**EXERCISE INPUT:**
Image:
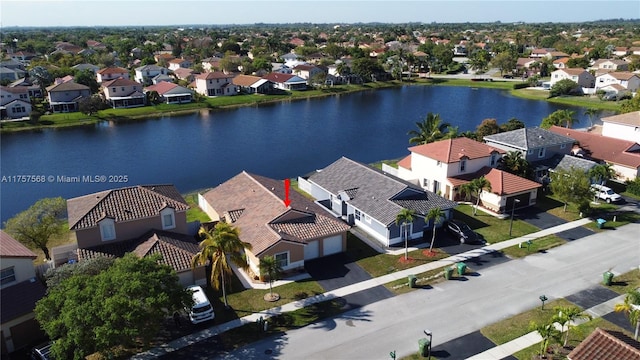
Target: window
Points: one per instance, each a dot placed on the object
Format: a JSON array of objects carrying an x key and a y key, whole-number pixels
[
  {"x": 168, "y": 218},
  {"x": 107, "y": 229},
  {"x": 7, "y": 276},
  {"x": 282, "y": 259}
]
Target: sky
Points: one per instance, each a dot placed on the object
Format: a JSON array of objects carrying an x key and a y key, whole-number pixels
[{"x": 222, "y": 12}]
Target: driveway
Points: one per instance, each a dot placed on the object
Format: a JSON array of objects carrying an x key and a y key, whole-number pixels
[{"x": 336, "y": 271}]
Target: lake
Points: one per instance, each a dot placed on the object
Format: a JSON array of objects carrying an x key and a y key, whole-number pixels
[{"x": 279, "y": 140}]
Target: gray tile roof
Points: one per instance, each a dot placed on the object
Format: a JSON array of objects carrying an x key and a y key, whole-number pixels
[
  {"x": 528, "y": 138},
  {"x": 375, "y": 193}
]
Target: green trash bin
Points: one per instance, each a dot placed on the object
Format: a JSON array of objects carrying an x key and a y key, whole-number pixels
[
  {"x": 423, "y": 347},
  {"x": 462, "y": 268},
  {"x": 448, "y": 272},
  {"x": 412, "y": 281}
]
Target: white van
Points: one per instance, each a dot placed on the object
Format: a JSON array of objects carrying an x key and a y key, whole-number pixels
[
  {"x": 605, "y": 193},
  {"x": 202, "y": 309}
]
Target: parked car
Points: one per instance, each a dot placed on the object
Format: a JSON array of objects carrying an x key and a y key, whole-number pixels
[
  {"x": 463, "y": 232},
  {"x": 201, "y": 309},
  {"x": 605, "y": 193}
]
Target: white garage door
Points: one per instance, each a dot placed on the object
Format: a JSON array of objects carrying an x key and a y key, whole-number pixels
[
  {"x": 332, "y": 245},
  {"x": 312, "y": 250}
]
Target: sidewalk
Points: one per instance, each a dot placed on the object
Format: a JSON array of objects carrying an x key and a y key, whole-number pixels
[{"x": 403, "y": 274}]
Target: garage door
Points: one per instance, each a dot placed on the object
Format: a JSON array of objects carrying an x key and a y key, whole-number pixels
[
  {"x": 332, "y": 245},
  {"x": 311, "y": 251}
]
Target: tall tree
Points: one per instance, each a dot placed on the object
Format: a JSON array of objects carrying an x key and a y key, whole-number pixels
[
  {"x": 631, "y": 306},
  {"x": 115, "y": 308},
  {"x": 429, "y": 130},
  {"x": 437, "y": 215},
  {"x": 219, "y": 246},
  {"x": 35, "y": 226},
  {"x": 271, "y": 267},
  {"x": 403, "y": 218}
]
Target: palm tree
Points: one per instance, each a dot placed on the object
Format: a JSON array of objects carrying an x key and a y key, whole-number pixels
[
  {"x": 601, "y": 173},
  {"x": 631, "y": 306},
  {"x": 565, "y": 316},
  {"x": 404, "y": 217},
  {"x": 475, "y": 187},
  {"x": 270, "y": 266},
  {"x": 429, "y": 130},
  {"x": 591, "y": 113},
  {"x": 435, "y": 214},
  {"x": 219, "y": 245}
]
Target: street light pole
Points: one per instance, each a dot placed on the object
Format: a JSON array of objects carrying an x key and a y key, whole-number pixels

**THE REQUEST:**
Could you reproduce the entire listing above word for word, leaving the picture out?

**SOLVED EXERCISE:**
Image:
Target: window
Points: one per instance, each a dot placed on the object
Format: a JSON array of objects carrying an x key and a y key, whole-number pixels
[
  {"x": 168, "y": 218},
  {"x": 107, "y": 229},
  {"x": 7, "y": 276},
  {"x": 282, "y": 259}
]
Target: sky
Points: one per instance, each a dot placed on the object
Format: a JSON array of objects carrying an x key and a y key, whole-number pixels
[{"x": 222, "y": 12}]
Target: driveway
Points: one per instance, each a dot placed on the object
Format: a JSON array of objects carrying an x key and a y key, whole-number pixels
[{"x": 336, "y": 271}]
Target: lake
Points: one per instance, each a dot placed on the object
Format: a JSON array of objects carrying an x key and a y key, whole-number pixels
[{"x": 279, "y": 140}]
Target: gray tile roof
Points: one per instance, each a dot placed on the object
Format: a JSON array of objects carrying an x key and a y key, whole-number pixels
[
  {"x": 528, "y": 138},
  {"x": 375, "y": 193}
]
Target: green trash bin
Points: one per instance, each a dot placed on the object
Format: a JSON array of objects carrying an x key and a y key, whole-number pixels
[
  {"x": 423, "y": 347},
  {"x": 462, "y": 268},
  {"x": 448, "y": 272},
  {"x": 412, "y": 281}
]
Target: white van
Points: one per instance, each a dot placed on the object
Format: a JSON array of objects carrying an x key and a y key, whole-number pixels
[
  {"x": 605, "y": 193},
  {"x": 202, "y": 309}
]
Target: parked car
Points: one per instance, each a dot placed on the object
Format: a JSON array of objects carrying an x key and a y key, whole-number pixels
[
  {"x": 463, "y": 232},
  {"x": 201, "y": 309},
  {"x": 605, "y": 193}
]
Target: white garage door
Points: one per instance, each a dot placed on the object
Format: a JSON array of objects carrying an x key and a y key, whole-number pixels
[
  {"x": 332, "y": 245},
  {"x": 312, "y": 250}
]
Target: sidewalk
Points: one per instance, each a dot placed on the object
Format: a JSON array of objects carrying an x key and a y key, whole-number pixels
[{"x": 403, "y": 274}]
Target: garage door
Points: one per instance, each a dot placed on the object
Format: a JSON array of objects carrying an x key and a y key, whole-number pixels
[
  {"x": 332, "y": 245},
  {"x": 311, "y": 251}
]
Target: tall tree
Points: one per instance, each a dot placed on the object
Format: a JSON array of objects carrying an x key and a y key, whole-number pixels
[
  {"x": 631, "y": 306},
  {"x": 115, "y": 308},
  {"x": 429, "y": 130},
  {"x": 437, "y": 215},
  {"x": 219, "y": 246},
  {"x": 35, "y": 226},
  {"x": 271, "y": 267},
  {"x": 403, "y": 218}
]
Target: palm tree
Points: one per instance, each a dot placed on the object
Format: a JSON array of objects carrying an x key and a y key, whole-number pixels
[
  {"x": 601, "y": 173},
  {"x": 631, "y": 306},
  {"x": 565, "y": 316},
  {"x": 404, "y": 217},
  {"x": 475, "y": 187},
  {"x": 270, "y": 266},
  {"x": 429, "y": 130},
  {"x": 591, "y": 113},
  {"x": 435, "y": 214},
  {"x": 219, "y": 245}
]
Target: street light pole
Points: one per instance, each a dot placed on the object
Format: a JSON array of objects carrying an x key and a y key, whole-number pixels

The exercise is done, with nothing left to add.